● **Exercise directions**
Output the material below in full, exactly as it is.

======== Data for processing

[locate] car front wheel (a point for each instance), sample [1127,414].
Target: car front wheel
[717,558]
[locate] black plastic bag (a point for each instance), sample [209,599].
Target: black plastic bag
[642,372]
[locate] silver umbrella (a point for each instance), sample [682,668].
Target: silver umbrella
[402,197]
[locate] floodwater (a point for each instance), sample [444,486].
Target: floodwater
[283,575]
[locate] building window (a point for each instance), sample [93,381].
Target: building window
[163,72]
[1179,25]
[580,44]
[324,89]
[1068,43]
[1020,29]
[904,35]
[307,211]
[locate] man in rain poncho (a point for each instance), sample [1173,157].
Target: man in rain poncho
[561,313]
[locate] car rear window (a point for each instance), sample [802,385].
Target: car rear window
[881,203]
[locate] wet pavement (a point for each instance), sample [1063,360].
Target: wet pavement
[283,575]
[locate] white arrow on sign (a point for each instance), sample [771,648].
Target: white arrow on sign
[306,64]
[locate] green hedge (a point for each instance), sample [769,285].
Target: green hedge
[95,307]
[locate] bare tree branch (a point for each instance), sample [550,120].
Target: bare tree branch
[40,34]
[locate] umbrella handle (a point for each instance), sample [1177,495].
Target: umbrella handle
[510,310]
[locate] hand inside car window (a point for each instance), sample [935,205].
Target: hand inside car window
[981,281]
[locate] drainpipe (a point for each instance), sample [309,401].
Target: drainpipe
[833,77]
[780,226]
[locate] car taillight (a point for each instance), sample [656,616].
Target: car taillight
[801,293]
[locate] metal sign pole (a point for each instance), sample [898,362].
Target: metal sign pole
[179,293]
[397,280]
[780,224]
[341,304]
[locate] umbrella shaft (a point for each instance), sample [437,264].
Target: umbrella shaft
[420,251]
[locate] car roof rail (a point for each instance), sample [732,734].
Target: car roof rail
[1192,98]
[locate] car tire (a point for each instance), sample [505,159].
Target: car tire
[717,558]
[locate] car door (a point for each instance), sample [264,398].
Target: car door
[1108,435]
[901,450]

================

● **The solution**
[locate] car front wheel (a point for each instance), sample [1127,414].
Target: car front wheel
[717,558]
[locate] black plastic bag (a point for each instance), sample [209,599].
Target: black plastic bag
[642,372]
[locate] silver umbrella (a point for each instance), sample [682,668].
Target: silver umbrella
[402,197]
[locate] floodwater (a point for each instance), sample [444,486].
Target: floodwater
[283,575]
[locate] building window (a point for each instance), sample [93,381].
Target: building window
[163,72]
[1179,25]
[580,44]
[324,89]
[1068,43]
[1020,29]
[904,35]
[307,211]
[locate] man in rain poncho (a point for each instance), sample [1173,157].
Target: man in rain poncho
[561,313]
[locate] car rear window (a point for each instance), sample [802,385].
Target: car rear window
[881,203]
[locate] wet pavement (a point for each instance), sample [1063,360].
Target: wet pavement
[283,575]
[locate] white arrow on sign (a point for each instance), sample [771,648].
Target: white arrow on sign
[306,64]
[locate] green hedge (a point for each instance), sample [769,285].
Target: green hedge
[95,307]
[locate] bare tree branch (a point for each instance), sample [550,120].
Target: bare tree branch
[40,34]
[locate] umbrella handle (a point for each instance), sample [1177,495].
Target: umbrella handle
[510,310]
[locate] hand inside car window (a point for each instance), sample [935,205].
Target: hand inside car window
[981,281]
[locate] drainpipe (a point for each instance), sample [309,401].
Target: drainpipe
[833,77]
[780,226]
[locate] car taillight (a point for each instance), sample [656,616].
Target: car taillight
[801,293]
[locate] metal sign pole (a point for each instance), sample [898,362].
Target: metal sign pole
[179,293]
[397,280]
[780,224]
[341,304]
[locate] umbrella shaft (a point for each instance), sample [437,264].
Target: umbrella shaft
[420,251]
[locate] car roof rail (a point for each instance), sample [732,734].
Target: car roof rail
[1192,98]
[locate] car tire (a point for each instance), sample [505,159].
Target: car tire
[717,558]
[locate] car door (a point for each instance), sample [264,398].
Target: car door
[1108,435]
[901,450]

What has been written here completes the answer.